- _TASK TO COMPLETE_
Can you return every one of the following entries line for line, without changing a single character?
───
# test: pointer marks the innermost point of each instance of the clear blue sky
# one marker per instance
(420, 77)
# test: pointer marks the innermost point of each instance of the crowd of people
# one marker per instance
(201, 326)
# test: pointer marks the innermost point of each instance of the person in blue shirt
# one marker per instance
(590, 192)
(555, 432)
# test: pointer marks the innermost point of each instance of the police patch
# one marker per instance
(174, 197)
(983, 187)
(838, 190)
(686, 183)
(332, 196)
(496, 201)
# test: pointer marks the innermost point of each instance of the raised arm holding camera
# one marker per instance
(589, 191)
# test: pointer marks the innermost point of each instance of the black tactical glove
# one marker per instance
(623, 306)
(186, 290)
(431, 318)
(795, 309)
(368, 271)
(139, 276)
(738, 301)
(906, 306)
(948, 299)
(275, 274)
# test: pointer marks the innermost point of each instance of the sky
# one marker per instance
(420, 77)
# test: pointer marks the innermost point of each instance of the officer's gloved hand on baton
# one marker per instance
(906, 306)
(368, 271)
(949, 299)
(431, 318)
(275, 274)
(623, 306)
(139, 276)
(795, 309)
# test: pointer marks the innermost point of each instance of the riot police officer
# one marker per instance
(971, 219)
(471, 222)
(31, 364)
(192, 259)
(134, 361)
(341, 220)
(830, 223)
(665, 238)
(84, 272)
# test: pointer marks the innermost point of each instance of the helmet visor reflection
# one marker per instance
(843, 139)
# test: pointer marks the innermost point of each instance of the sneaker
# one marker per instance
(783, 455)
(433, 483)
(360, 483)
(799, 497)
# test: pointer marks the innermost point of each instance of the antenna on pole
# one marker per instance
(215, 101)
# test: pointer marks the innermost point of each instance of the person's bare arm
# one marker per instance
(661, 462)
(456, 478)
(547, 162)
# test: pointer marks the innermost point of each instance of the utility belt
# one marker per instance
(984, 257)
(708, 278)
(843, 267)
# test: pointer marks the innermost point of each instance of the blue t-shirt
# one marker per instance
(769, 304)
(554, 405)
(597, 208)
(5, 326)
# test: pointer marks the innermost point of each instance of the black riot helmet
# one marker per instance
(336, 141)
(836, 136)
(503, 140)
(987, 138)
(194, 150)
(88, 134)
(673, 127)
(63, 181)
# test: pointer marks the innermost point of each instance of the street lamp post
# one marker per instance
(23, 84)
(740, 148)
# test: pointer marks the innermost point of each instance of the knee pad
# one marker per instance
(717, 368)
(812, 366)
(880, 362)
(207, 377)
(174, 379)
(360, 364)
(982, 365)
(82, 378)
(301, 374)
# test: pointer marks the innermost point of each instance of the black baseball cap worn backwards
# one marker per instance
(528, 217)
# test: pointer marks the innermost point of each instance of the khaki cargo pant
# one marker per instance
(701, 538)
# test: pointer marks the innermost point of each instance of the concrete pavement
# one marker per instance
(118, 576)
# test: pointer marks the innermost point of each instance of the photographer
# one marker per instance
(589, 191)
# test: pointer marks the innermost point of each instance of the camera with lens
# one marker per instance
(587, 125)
───
- _EXPECTED OUTPUT_
# test: pointer marks the innermost point of each instance of the clear blue sky
# one marker per instance
(420, 77)
# test: pointer marks the innermost point of each instance of the crowd of people
# one marker per instance
(201, 326)
# test: pointer marks the innermost point of each instance of the person in blue shirt
# one marker per instance
(590, 192)
(555, 432)
# test: pointer marks the innermost point of each instance of the police patch
# one marker per instance
(174, 197)
(983, 187)
(838, 190)
(686, 183)
(332, 196)
(496, 201)
# test: pointer marks the innermost point of each instance of the raised arm holding camera
# one marker per instance
(589, 191)
# test: pointer marks the innermost point of each instance of the black tactical glove
# one marker per instance
(623, 306)
(186, 290)
(431, 318)
(795, 309)
(368, 271)
(139, 276)
(738, 301)
(906, 306)
(948, 299)
(275, 274)
# test: pointer marks the innermost point of each instance of the sky
# one marker per instance
(420, 77)
# test: pointer marks the innermost point of each instance of the officer's gloved hand on baton
# one marker per instance
(906, 306)
(368, 271)
(949, 299)
(431, 318)
(275, 274)
(623, 306)
(139, 276)
(795, 309)
# test: pointer marks the innermost point of each instance of the riot police officer
# one marker per instance
(971, 219)
(471, 222)
(31, 364)
(192, 259)
(134, 361)
(341, 220)
(830, 223)
(665, 238)
(84, 272)
# test: pointer marks the innermost point of each instance of the helmet visor reflection
# one marker per instance
(843, 139)
# test: pointer marks the innermost point of each instance of the sneaker
# one marker per instance
(783, 455)
(433, 483)
(360, 483)
(799, 497)
# test: pointer marks the innermost point of each instance of the antenna on pole
# one marker per instance
(215, 101)
# test: pointer marks the innermost point of each instance of the person's bare arm
# one marker per instance
(661, 462)
(456, 478)
(547, 162)
# test: pointer marks the innermost point of each instance of the utility belt
# one marker per instance
(984, 257)
(708, 278)
(843, 267)
# test: pointer marks the innermost point of each instance of the blue t-shirt
# one marker per instance
(769, 304)
(554, 405)
(597, 208)
(5, 326)
# test: pointer marks the innermost point of each instance of the black riot helmet
# one marker per instance
(336, 141)
(836, 136)
(503, 140)
(987, 138)
(194, 150)
(88, 134)
(673, 127)
(63, 181)
# test: pointer marks the innermost point of each instance of the street lamp post
# one marker per instance
(23, 84)
(740, 148)
# test: pointer marks the innermost point of each instance of the knee pad
# one marker per instance
(717, 368)
(812, 366)
(880, 362)
(207, 377)
(174, 379)
(360, 364)
(982, 365)
(82, 378)
(301, 374)
# test: pointer marks the innermost point of each instance of the black baseball cap worn backwards
# one marker per instance
(528, 217)
# test: pointer marks the innermost point of each instance of the khaki cargo pant
# one marker per instance
(701, 538)
# test: pointer marks the innermost point of each instance of the concrete pavement
# one marker per instance
(118, 576)
# test: pointer marks the innermost point of each instance of the photographer
# one marker per instance
(589, 191)
# test: pointer marks the innermost point of each instance of the camera with lens
# one marker per instance
(587, 125)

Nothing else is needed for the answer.